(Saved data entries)
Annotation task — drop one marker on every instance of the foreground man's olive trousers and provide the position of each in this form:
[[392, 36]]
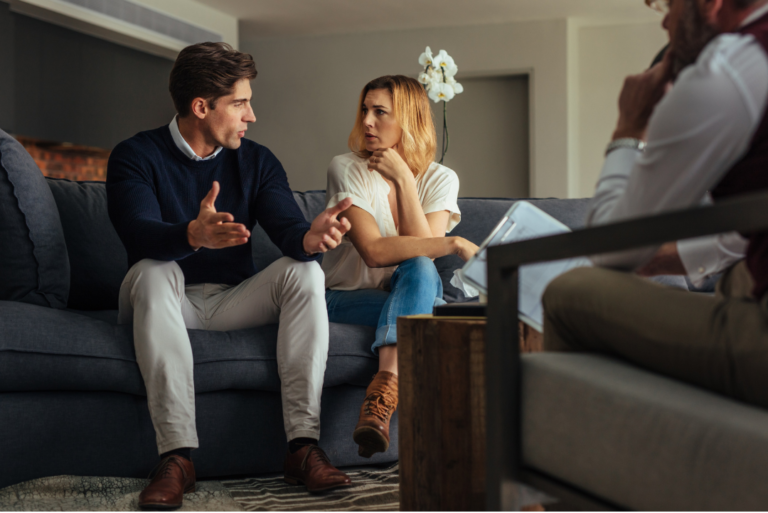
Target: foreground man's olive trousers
[[161, 307], [715, 342]]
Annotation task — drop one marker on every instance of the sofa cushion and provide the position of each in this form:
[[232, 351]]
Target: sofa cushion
[[97, 257], [34, 267], [45, 349], [640, 440]]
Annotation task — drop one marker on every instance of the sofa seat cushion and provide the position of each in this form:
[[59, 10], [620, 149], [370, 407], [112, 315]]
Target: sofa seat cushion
[[97, 257], [640, 440], [43, 349]]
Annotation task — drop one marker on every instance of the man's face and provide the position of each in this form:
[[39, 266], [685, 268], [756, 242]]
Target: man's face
[[227, 123], [689, 32]]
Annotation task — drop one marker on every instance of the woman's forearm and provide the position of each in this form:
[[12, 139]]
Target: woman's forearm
[[389, 251], [413, 222]]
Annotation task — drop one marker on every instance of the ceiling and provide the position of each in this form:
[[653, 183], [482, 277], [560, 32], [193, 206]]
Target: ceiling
[[290, 18]]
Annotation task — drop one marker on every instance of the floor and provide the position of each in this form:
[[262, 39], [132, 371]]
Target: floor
[[374, 489]]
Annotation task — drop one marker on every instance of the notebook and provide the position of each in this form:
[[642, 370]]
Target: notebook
[[523, 222]]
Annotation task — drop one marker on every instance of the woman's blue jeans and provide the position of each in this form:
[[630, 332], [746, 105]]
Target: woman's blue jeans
[[415, 289]]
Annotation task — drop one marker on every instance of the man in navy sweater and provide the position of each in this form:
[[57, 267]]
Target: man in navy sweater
[[182, 198]]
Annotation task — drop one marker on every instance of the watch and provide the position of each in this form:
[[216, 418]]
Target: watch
[[632, 144]]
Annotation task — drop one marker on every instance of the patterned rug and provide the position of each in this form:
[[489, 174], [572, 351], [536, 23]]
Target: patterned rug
[[374, 489]]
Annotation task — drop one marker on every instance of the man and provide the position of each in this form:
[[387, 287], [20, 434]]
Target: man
[[709, 132], [700, 259], [182, 199]]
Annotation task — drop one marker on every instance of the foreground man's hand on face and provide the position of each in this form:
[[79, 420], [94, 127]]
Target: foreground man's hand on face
[[327, 231], [215, 230], [639, 97]]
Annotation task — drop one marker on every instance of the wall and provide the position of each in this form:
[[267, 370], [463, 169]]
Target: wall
[[307, 90], [606, 56], [70, 87], [7, 65], [200, 15], [489, 143]]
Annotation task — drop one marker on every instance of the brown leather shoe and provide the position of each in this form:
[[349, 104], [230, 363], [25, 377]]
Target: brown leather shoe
[[311, 467], [372, 430], [172, 478]]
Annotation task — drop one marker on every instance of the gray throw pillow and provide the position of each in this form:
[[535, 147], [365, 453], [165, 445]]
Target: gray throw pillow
[[34, 266]]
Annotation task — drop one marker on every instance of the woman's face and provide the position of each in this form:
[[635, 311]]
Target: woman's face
[[382, 131]]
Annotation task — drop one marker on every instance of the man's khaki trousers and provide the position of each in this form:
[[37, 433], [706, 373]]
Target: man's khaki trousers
[[155, 299], [715, 342]]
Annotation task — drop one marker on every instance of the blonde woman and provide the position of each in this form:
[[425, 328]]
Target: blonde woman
[[404, 203]]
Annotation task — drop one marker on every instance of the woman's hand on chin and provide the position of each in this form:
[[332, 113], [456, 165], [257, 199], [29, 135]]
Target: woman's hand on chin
[[464, 248], [390, 165]]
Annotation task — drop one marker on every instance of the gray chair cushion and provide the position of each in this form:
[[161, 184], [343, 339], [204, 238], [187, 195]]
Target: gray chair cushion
[[639, 440], [45, 349], [97, 257], [34, 267]]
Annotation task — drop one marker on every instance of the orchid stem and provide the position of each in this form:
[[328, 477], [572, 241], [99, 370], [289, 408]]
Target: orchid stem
[[446, 138]]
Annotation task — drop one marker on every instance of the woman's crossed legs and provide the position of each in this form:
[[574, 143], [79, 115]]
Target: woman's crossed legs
[[415, 289]]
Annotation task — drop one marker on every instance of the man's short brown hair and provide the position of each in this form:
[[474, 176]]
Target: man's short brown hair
[[208, 71]]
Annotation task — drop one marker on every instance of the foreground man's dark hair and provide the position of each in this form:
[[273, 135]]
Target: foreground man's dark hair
[[209, 71]]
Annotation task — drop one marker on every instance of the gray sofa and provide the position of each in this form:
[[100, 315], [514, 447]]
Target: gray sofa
[[72, 400]]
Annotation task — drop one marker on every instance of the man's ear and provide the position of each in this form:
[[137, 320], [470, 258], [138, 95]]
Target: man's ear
[[200, 108], [710, 10]]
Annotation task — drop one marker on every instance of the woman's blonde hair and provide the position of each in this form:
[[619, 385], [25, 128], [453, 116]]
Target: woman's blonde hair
[[412, 112]]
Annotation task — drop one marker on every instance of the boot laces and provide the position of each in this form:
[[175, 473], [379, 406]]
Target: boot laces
[[164, 470], [378, 406], [319, 454]]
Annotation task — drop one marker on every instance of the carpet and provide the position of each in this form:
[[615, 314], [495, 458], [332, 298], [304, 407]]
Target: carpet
[[374, 489]]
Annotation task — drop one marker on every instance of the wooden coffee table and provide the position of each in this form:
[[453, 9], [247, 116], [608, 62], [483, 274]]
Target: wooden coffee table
[[441, 412]]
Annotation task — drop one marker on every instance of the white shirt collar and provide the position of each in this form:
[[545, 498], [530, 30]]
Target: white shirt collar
[[185, 148], [759, 13]]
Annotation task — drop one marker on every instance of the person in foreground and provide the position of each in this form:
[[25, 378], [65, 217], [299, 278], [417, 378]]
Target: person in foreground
[[708, 132], [403, 205], [182, 198]]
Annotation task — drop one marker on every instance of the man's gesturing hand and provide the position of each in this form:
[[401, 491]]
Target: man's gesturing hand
[[215, 230], [327, 231]]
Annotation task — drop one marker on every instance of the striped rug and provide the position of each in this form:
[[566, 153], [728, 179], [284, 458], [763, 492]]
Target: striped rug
[[373, 489]]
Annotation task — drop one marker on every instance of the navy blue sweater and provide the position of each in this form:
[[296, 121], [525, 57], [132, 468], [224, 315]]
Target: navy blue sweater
[[154, 191]]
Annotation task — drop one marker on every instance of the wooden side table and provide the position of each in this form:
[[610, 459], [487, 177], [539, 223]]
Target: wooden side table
[[441, 412]]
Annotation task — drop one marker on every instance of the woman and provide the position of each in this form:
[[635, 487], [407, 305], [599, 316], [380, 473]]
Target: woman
[[403, 205]]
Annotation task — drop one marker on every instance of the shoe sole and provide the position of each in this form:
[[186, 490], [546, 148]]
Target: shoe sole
[[298, 482], [370, 441], [167, 507]]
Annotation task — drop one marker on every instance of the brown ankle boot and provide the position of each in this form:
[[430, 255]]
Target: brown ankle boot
[[372, 431]]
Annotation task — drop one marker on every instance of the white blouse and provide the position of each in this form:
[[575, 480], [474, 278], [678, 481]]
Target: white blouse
[[349, 177]]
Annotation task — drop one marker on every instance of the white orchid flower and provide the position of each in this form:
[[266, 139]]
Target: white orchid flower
[[451, 70], [441, 93], [445, 61], [426, 58]]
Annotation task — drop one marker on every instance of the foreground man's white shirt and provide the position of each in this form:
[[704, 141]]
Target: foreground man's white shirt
[[697, 133], [185, 148]]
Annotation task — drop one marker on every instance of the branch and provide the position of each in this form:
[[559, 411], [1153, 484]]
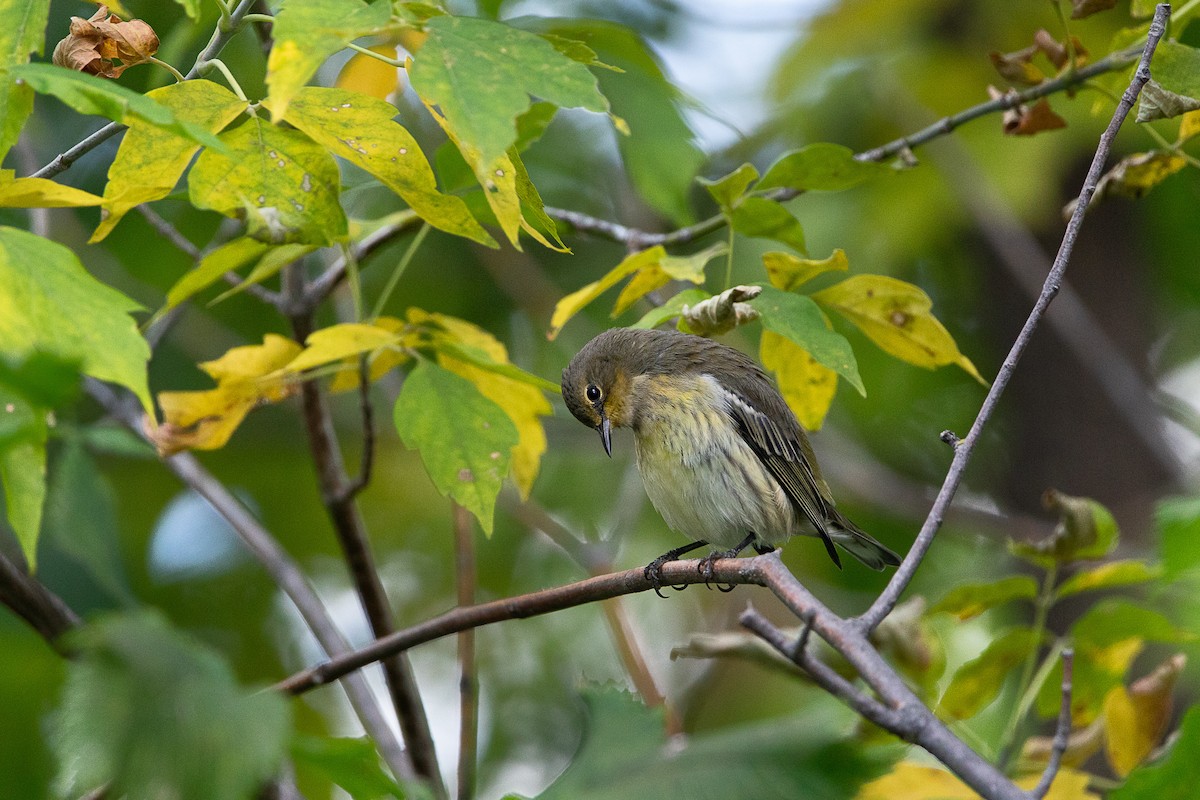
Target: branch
[[222, 34], [1062, 729], [352, 535], [639, 239], [283, 571], [964, 447], [45, 611]]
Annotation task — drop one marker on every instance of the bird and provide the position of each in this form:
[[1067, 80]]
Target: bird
[[723, 457]]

▶ **Your task**: Print every entry exactly as written, without the pictures.

▶ **Reply**:
Annotation task — drop one marker on every instance of the foreground man's olive trousers and provide the position of each in this form:
[[392, 36]]
Target: foreground man's olive trousers
[[161, 307], [715, 342]]
Annotation task — drop one marker on every instance of the sofa cushion and provide the position of each in this form:
[[232, 351]]
Target: sofa cushion
[[97, 257], [34, 267], [45, 349], [640, 440]]
Annotation task — drop one marker on every instance of the sofa seat cushion and provide the position of each in this form:
[[59, 10], [620, 149], [370, 407], [112, 315]]
Target: sofa seat cushion
[[97, 257], [640, 440], [43, 349]]
Annotation task — drop one marker on every instance of the man's face and provide the position of each in this form:
[[39, 266], [685, 268], [756, 242]]
Target: man's face
[[227, 123], [689, 32]]
Annotation task — drop one marker on every instance of the woman's forearm and provide the position of each in this form:
[[12, 139]]
Target: woman's forearm
[[389, 251], [413, 222]]
Annotation task — drop one marker on every instance of the ceiling and provide the position of each in this form:
[[653, 183], [482, 277], [560, 32], [193, 206]]
Target: ceiling
[[290, 18]]
Annotation task — drop one marker on every instance of the floor and provide the position of each in this form:
[[262, 39], [132, 371]]
Target: floor
[[374, 489]]
Annotation task — drop one marker on every instance of the notebook and provide the position of each in this form:
[[642, 370]]
Target: notebook
[[523, 222]]
Annotation task — drop one marker on every instance of the woman's blue jeans and provide the position of each in this form:
[[630, 332], [746, 105]]
Target: woman's blue jeans
[[415, 289]]
Annotation task — drop one marker on every instance of the man in navy sweater and provide the position of each in this form:
[[57, 267]]
Target: man in navy sweater
[[182, 198]]
Annotation task — drop one marker on every instance of the watch and provide the position of each in this form:
[[216, 418]]
Target: watch
[[632, 144]]
Annotation task — drop one marker on every instance of the patterned rug and provide the position of each in this form:
[[489, 174], [572, 351], [536, 23]]
Target: patterned rug
[[374, 489]]
Annotation task — drop one marker on every instance of the man and provide the position of each in this form:
[[387, 287], [20, 434]]
Target: man
[[709, 132], [700, 259], [182, 199]]
Annotation task — drop one marker on every instance of the foreground man's hand on face and provide the position of each in this form:
[[79, 420], [94, 127]]
Target: foreground man's hand on face
[[327, 231], [215, 230], [639, 97]]
Annotation task — drop one marker on every instance of the wall and provide the position of each in this form:
[[267, 370], [463, 169]]
Target: wall
[[307, 90], [606, 56], [70, 87], [7, 65], [200, 15], [489, 143]]
Annotation task — drop one marker on every instance of the brown leather shoe and provide the position of each in this form:
[[349, 104], [230, 363], [25, 377]]
Target: brown leather shoe
[[311, 467], [372, 430], [172, 478]]
Annotation task — drop one marker on every instance of the gray throw pillow and provide the position of each in this form:
[[535, 147], [365, 453], [165, 445]]
Target: gray throw pillow
[[34, 266]]
Annotation task — drop one marker on every instance of the woman's face and provide the position of each in this form:
[[635, 311]]
Target: woman's face
[[382, 131]]
Annotation task — drop one marker on every instance of the man's khaki trousers and provide the position of each in this form:
[[37, 433], [706, 373]]
Target: man's khaki trousers
[[155, 299], [715, 342]]
Annotation task — drop one marker on every instance of the blonde woman and provide the position of each in this form:
[[425, 328]]
Target: blonde woman
[[404, 203]]
Annotation task — drop one marker on every instance of the woman's hand on chin and provide the position of each in this form:
[[332, 113], [456, 165], [257, 199], [29, 135]]
Target: woman's hand on chin
[[464, 248], [390, 165]]
Annotation task — drop one marker on every instance of the gray chair cushion and provide the position of each in this form:
[[161, 184], [343, 339], [204, 238], [187, 195]]
Target: gray chair cushion
[[639, 440], [45, 349], [97, 257], [34, 267]]
Annotation task — drop one marker on every instance of the orchid stem and provide the position of each in this form:
[[328, 477], [572, 241], [99, 370], [289, 408]]
Target: orchid stem
[[446, 138]]
Annotation task — drop one marker on every instance of the woman's crossed legs and provide the position of each in this form:
[[574, 143], [79, 115]]
Target: woman's crossed legs
[[415, 289]]
Annotation task — drop one marker on every instance of the man's short brown hair and provide the position of each in this form:
[[474, 176]]
Target: man's short brown hair
[[208, 71]]
Annotation task — drop one marker on every instance of the foreground man's dark hair and provide the position of each in this form:
[[273, 135]]
Target: foreground man's dark hair
[[209, 71]]
Annotation task — drop one marker on every instance of the gray sofa and provide the position of each in this form:
[[100, 315], [514, 447]]
Target: gray sofa
[[72, 400]]
Annotation task — drop one marker on every instance of the man's ear and provide the position of each in this form:
[[137, 320], [470, 258], [138, 95]]
Target: man's ear
[[200, 108], [710, 10]]
Annotation task — drop one marker on every instance of the woman's blonde hair and provide the position of each in this form:
[[619, 385], [25, 128], [453, 116]]
Target: woman's blonde hair
[[412, 112]]
Annotation task — drop one marker on every instance of the boot laces and provide the position of each in this form:
[[175, 473], [379, 406]]
Target: boot laces
[[164, 470], [378, 406], [319, 454]]
Annotation task — drop one marker on every instance of the carpet and provide the position of each in this form:
[[615, 314], [495, 458], [332, 298], [304, 407]]
Target: carpet
[[374, 489]]
Annotation task — drop one marker on every instance of the wooden coffee table and provide the position of each in this form:
[[453, 9], [247, 116], [608, 62], [483, 274]]
Target: wooden coffee table
[[441, 412]]
Annotation task — drop one marker on every instance of the white shirt collar and provide the position of each in this form:
[[545, 498], [530, 30]]
Target: white shirt collar
[[185, 148], [759, 13]]
Annotation task — drop one marker on every instance of the person in foreground and provide the position of each in this form:
[[25, 378], [65, 217], [299, 278], [417, 378]]
Target: person in foreground
[[708, 132], [403, 205], [182, 198]]
Annotation task — drop one marker on every instance of the man's gesturing hand and provide the position of each in this form:
[[401, 491]]
Target: man's gesturing hand
[[215, 230], [327, 231]]
Annotation task — drop one marker on every instance of the striped rug and provide the position of each in this form:
[[566, 153], [728, 179], [284, 458], [763, 492]]
Target: striped rug
[[373, 489]]
Annotation task — drop one marker on every instance of the navy blue sweater and provide the position of each in this form:
[[296, 121], [525, 57], [132, 468], [224, 315]]
Target: navy blue sweater
[[154, 191]]
Annotation task — drop one marker on every instance of the wooden side table and provide the position of each in this form:
[[610, 459], [487, 177], [539, 223]]
Target: wooden side table
[[441, 412]]
Annotation task — drop one marker on every instance of the woman and provide the position of each in this form:
[[635, 487], [407, 305], [599, 316], [380, 473]]
Target: woman
[[403, 205]]
Annotation task — drop one marker on every instance of the shoe sole and provide the position of each in this form:
[[186, 490], [546, 148]]
Target: shoe sole
[[298, 482], [370, 441], [167, 507]]
Annotation task — drop one marker on every instance of the brown ankle boot and provide the position of each in this form:
[[430, 255]]
Target: brown ankle boot
[[372, 431]]
Annotation task — drop one marker on every instance of the white blouse and provide the position of each in this form:
[[575, 480], [474, 278], [678, 481]]
Target: white blouse
[[349, 177]]
Annotation task — drop one marker on every instance of the white orchid flower and provide the position of each in this form:
[[266, 139]]
Target: white orchid flower
[[451, 70], [441, 93], [445, 61], [426, 58]]
Annotation task — drop one marker on every instance of the foreground man's white shirt and provide the position of each in this form:
[[704, 141]]
Target: foreground man's white shirt
[[697, 133], [185, 148]]
Annotation task — drop one marker on every instance of the branch and provide the position of each in this form:
[[559, 411], [1153, 484]]
Target: branch
[[222, 34], [1062, 729], [352, 535], [639, 239], [283, 571], [964, 447], [45, 611]]
Annotation task — drop one marker on every instance of the bird and provide the position of each in this form:
[[1067, 80]]
Target: bird
[[723, 457]]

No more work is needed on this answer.